## Task to carry out
Transcribe each line below without altering anything.

## Data for analysis
+-------+

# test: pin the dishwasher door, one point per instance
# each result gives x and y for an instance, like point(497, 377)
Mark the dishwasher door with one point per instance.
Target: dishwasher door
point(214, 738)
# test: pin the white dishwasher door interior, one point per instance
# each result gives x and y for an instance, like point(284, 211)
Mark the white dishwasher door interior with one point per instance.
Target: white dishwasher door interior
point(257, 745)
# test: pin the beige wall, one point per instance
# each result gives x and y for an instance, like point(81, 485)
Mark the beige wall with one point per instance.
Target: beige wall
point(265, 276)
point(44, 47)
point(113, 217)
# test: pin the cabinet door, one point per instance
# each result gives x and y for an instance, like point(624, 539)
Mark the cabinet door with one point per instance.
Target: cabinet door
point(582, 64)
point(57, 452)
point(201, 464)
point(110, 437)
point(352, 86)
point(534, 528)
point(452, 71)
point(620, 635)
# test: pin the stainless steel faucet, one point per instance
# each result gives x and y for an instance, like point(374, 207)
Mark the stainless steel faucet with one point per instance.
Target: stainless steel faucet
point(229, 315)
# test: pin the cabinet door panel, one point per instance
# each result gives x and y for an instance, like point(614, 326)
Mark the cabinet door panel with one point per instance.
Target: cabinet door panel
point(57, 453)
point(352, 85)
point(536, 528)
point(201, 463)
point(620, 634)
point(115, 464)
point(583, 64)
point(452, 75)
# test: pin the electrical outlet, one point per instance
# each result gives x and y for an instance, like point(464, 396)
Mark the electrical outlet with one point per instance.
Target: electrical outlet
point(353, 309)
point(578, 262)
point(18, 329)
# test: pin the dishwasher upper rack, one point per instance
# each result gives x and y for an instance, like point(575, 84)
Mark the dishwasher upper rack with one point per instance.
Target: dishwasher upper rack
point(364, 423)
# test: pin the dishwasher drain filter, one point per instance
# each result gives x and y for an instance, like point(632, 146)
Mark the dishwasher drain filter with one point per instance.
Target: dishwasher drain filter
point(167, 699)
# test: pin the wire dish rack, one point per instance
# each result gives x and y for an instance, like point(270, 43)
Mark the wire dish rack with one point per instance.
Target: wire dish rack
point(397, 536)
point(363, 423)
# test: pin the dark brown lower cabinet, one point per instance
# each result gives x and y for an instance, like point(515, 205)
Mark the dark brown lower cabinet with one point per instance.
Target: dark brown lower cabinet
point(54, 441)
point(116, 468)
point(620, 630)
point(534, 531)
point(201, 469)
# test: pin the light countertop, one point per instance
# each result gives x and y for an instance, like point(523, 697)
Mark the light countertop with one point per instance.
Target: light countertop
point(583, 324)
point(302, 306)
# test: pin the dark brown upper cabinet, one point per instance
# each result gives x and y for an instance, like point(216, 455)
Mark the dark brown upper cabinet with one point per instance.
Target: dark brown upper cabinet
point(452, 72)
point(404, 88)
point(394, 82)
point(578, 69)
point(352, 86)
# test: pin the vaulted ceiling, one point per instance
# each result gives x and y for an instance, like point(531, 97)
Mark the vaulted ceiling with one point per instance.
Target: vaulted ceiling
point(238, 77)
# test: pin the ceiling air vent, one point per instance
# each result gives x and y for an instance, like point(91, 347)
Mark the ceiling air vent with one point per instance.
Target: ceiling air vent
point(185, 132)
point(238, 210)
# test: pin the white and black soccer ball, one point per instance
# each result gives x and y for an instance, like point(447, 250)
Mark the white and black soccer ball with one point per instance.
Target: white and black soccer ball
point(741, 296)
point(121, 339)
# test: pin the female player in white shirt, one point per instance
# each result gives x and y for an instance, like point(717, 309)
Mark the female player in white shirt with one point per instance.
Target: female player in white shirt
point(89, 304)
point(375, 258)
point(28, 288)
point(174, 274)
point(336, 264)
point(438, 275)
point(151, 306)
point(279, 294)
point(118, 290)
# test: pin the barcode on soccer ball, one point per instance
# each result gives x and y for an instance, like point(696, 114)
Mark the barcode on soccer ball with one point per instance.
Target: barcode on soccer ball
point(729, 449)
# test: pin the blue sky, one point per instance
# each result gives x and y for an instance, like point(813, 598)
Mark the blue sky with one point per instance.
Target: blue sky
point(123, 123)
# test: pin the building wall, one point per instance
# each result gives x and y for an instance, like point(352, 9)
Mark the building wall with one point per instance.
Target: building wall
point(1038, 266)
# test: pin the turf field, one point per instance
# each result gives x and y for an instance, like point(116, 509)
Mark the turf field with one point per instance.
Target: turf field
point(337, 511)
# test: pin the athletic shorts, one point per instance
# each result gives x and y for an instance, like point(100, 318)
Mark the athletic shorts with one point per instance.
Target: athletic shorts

+-------+

## Task result
# test: pin the dishwasher door, one point per instance
# each result gives x and y for an instance, like point(497, 377)
Mark the dishwasher door with one point per instance.
Target: dishwasher door
point(214, 738)
# test: pin the white dishwasher door interior, one point per instance
# each result gives x and y for an instance, like point(284, 211)
Mark the white dishwasher door interior with one point per instance.
Target: white dishwasher door interior
point(257, 745)
# test: pin the beige wall, one point per instance
# each result gives x and y for an instance, like point(81, 485)
Mark the beige wall with one point per instance.
Target: beige wall
point(265, 276)
point(44, 47)
point(113, 217)
# test: pin the cabinet door, one point per instance
# each result gives x and y for an instance, like point(624, 539)
Mark the cabinet door with one point per instance.
Target: cabinet door
point(582, 64)
point(57, 452)
point(201, 464)
point(110, 437)
point(352, 86)
point(534, 528)
point(452, 71)
point(620, 635)
# test: pin the stainless steel faucet, one point per instance
# each result gives x and y for an instance, like point(374, 207)
Mark the stainless steel faucet with one point per instance.
Target: stainless steel faucet
point(229, 315)
# test: pin the cabinet door panel, one point per instance
# each result gives x and y for an instance, like point(614, 326)
Mark the cabinet door panel with one point per instance.
Target: cabinet door panel
point(57, 453)
point(352, 85)
point(536, 528)
point(201, 463)
point(620, 634)
point(115, 464)
point(583, 64)
point(452, 75)
# test: pin the electrical outlet, one point per instance
# each result gives x and y for an instance, like point(464, 396)
Mark the electrical outlet with one point per instance.
Target: electrical outlet
point(353, 309)
point(578, 262)
point(18, 329)
# test: pin the dishwasher upper rack, one point per instance
# each result gives x and y for an instance, like point(575, 84)
Mark the dishwasher upper rack with one point per instance.
Target: dishwasher upper rack
point(364, 423)
# test: pin the dishwasher drain filter, one point per instance
# each result gives x and y for an instance, like point(632, 146)
Mark the dishwasher drain filter with one point per instance.
Target: dishwasher drain filter
point(167, 699)
# test: pin the wire dish rack, one point per instance
# each result gives x and y for an instance, like point(270, 43)
Mark the wire dish rack with one point per instance.
Target: wire dish rack
point(397, 536)
point(363, 423)
# test: pin the dark brown lower cabinet, one point per instance
# each result gives x and y for an instance, like point(515, 205)
Mark the dark brown lower cabinet with one point per instance.
Target: dark brown lower cabinet
point(54, 441)
point(116, 468)
point(620, 630)
point(534, 531)
point(201, 469)
# test: pin the light countertop, one point per instance
# each result gives x and y for an instance, like point(523, 697)
Mark the light countertop with one point per instance.
Target: light countertop
point(583, 324)
point(302, 306)
# test: pin the dark brown upper cabinet, one point per instance
# each result gives x and y for an instance, like point(216, 455)
Mark the dark brown upper cabinet with one point per instance.
Target: dark brown upper cabinet
point(452, 72)
point(404, 88)
point(394, 82)
point(578, 69)
point(352, 86)
# test: pin the vaulted ceiling, one point per instance
# each result gives x and y for an instance, like point(531, 97)
Mark the vaulted ceiling with one point per instance.
Target: vaulted ceiling
point(238, 77)
# test: pin the ceiling air vent, one point per instance
# each result gives x and y for an instance, like point(91, 347)
Mark the ceiling air vent with one point per instance.
Target: ceiling air vent
point(185, 132)
point(238, 210)
# test: pin the white and black soccer ball, one point per instance
# each result gives x and y for an instance, like point(447, 250)
Mark the white and black soccer ball with one point per instance.
Target: white and black soccer ball
point(741, 296)
point(121, 339)
# test: pin the female player in white shirt, one point per instance
# each result gives x and y for an instance, like point(717, 309)
Mark the female player in white shirt with one point per instance.
Target: female player in white shirt
point(89, 304)
point(375, 258)
point(28, 288)
point(174, 274)
point(336, 264)
point(438, 275)
point(151, 306)
point(279, 294)
point(118, 290)
# test: pin the barcode on soccer ball, one point per instance
# each result gives x and y for an instance, like point(696, 114)
Mark the barcode on soccer ball with one point per instance.
Target: barcode on soccer ball
point(729, 449)
# test: pin the blue sky, one point per instance
# each result gives x and y for an instance, like point(813, 598)
Mark the blue sky with one point per instance.
Target: blue sky
point(123, 123)
# test: pin the building wall, one point per instance
# each result gives x and y for an instance, like point(352, 9)
Mark the building wall with one point per instance.
Target: building wall
point(1038, 266)
# test: pin the turf field, one point per instance
# each result gives x and y for an instance, like point(116, 509)
Mark the turf field with one point per instance.
Target: turf field
point(337, 511)
# test: pin the athletic shorts, one point per instance
# each result gives x and y for an instance, like point(100, 318)
Mark the athletic shorts with one point per instance.
Target: athletic shorts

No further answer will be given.